> HOW TO COMPLETE THIS TASK:
Your output must consist of the records printed verbatim, with the pictures excluded.

[Data extracted from a collection]
↓↓↓

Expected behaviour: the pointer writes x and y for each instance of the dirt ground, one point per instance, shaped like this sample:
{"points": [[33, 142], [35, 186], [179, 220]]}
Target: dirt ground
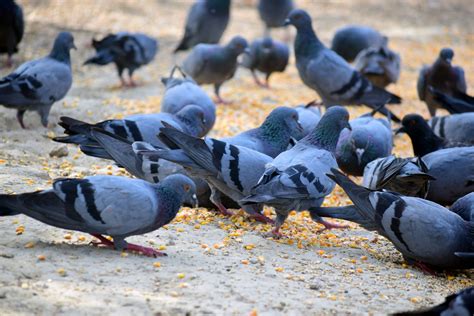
{"points": [[215, 265]]}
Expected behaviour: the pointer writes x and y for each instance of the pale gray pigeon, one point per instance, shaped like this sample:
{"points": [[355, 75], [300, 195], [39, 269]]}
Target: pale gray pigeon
{"points": [[324, 71], [214, 64], [127, 50], [105, 205], [36, 85], [206, 22], [180, 92], [268, 56]]}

↑↑↑

> RESULT BELOW:
Expected behaviour: the pointer writes x and y for each instance of the dirt ground, one point per instance, shaped like this sample:
{"points": [[33, 142], [35, 186], [179, 220]]}
Target: dirt ground
{"points": [[215, 265]]}
Expected behaviour: the pointer writes x and y for each instance of the pale gray pigeon, one point per instance, shaped like this sample:
{"points": [[355, 75], [300, 195], [39, 269]]}
Target: pale gray pigeon
{"points": [[324, 71], [214, 64], [127, 50], [105, 205], [36, 85], [206, 22], [180, 92], [268, 56]]}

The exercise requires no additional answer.